Yeni Türkiye hedefinde ortaklaşmak... - Markar Esayan

17 Mart 2018 10:17  

 

Yeni Türkiye hedefinde ortaklaşmak... - Markar Esayan

İnsanları ırkı, cinsiyeti, dini, mezhebi, sosyal statüsü veya görüşleri nedeniyle ayrımcılığa maruz bırakmak, evet bir suç, bir ahlaksızlıktır ama aynı zamanda müteselsilen birçok bozulmanın da başlangıç noktasıdır.

Ayrımcılık bir çürümedir, zeminin çatlaması, suyun zehirlenmesi, binilen dalın kesilmesidir.

Osmanlı bu noktayı iyi kavradığı ve çözdüğü için çok uzun süre ayakta kalabildi. Adalet merkezli bir sistemi vardı. Kendi dönemine göre en adil sistemin çalıştığı bir medeniyet olmuştu.

Ünlü tarihçi Kemal H. Karpat şöyle diyor: “Bunu yanında din esasına dayanan millet teşkilatı, ayrı dinlere mensup kimselerin ayrı din, dil ve kültürlerini koruyarak ortak bir siyasi irade altında birleşmeleri, Osmanlı’nın özelliklerinden biridir. (…) Merkezi idare, Müslüman ve gayrimüslim taşra elitleri ile yüzyıllar süren işbirliği sayesinde, taşranın kültürünü, kimliğini etkilemiş, kendisi de taşradan etkilenmiştir. Müslümanlar ve gayrimüslimler arasında din, dil farkları bulunmasına rağmen, her iki grup da Osmanlı’nın yarattığı devlet seviyesinde siyasi kültürü paylaşmıştır.”(Türk Demokrasi Tarihi, Sayfa 14/15, Timaş Yayınları.)

• _Veriler_

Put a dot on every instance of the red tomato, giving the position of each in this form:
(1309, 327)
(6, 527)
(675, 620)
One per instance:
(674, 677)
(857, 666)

• _Yönergeler_
1. Ayrımcılık yazısına göre aşağıdaki soruları yanıtlayın:
(a) Ayrımcılık, bir suç olmasının yanı sıra neyin başlangıç noktasıdır?
(b) Osmanlı'nın nasıl bir sistemi vardı?
(c) Kemal H. Karpat'tan yapılan alıntı hangi kitaptan alınmıştır?
2. Ayrımcılık yazısında "17 Mart 2018" sözlerinden başlayıp "da başlangıç noktasıdır." sözlerine kadar, bu sözler de dahil, geçen kısmı kelimesi kelimesine aktarın.
3. Ayrımcılık yazısını son cümlesinden sonra devam ettirin.
Listenin burada hiçbir işlevi yok.

• _Yanıtlar_
1.
(a) Müteselsilen birçok bozulmanın.
(b) Adalet merkezli bir sistemi.
(c) Türk Demokrasi Tarihi (Sayfa 14/15, Timaş Yayınları).

2.
17 Mart 2018 10:17  

 

Yeni Türkiye hedefinde ortaklaşmak... - Markar Esayan

İnsanları ırkı, cinsiyeti, dini, mezhebi, sosyal statüsü veya görüşleri nedeniyle ayrımcılığa maruz bırakmak, evet bir suç, bir ahlaksızlıktır ama aynı zamanda müteselsilen birçok bozulmanın da başlangıç noktasıdır.

3.
İslamiyet’te ırkçılığın yasaklanmış olması, ümmet fikri, Medine Vesikası ve Veda Hutbesi gibi yol gösterici ilkeler sultanların işini kolaylaştırmış olmalı.

Modern zamanlarda ise, hem bu ortak kadim değerlere, hem de demokrasinin temel kurallarının yol göstericiliğine sahibiz.

Herkesin bize benzediği bir dünya hiçbir zaman olmayacak. Allah böyle bir varoluş istemedi. İnsan uygarlığına ve tabiata bakan herkes bu kuralı hemen fark edecektir. Çeşitliliğe karşı savaş açmak sadece acıyı çoğaltır.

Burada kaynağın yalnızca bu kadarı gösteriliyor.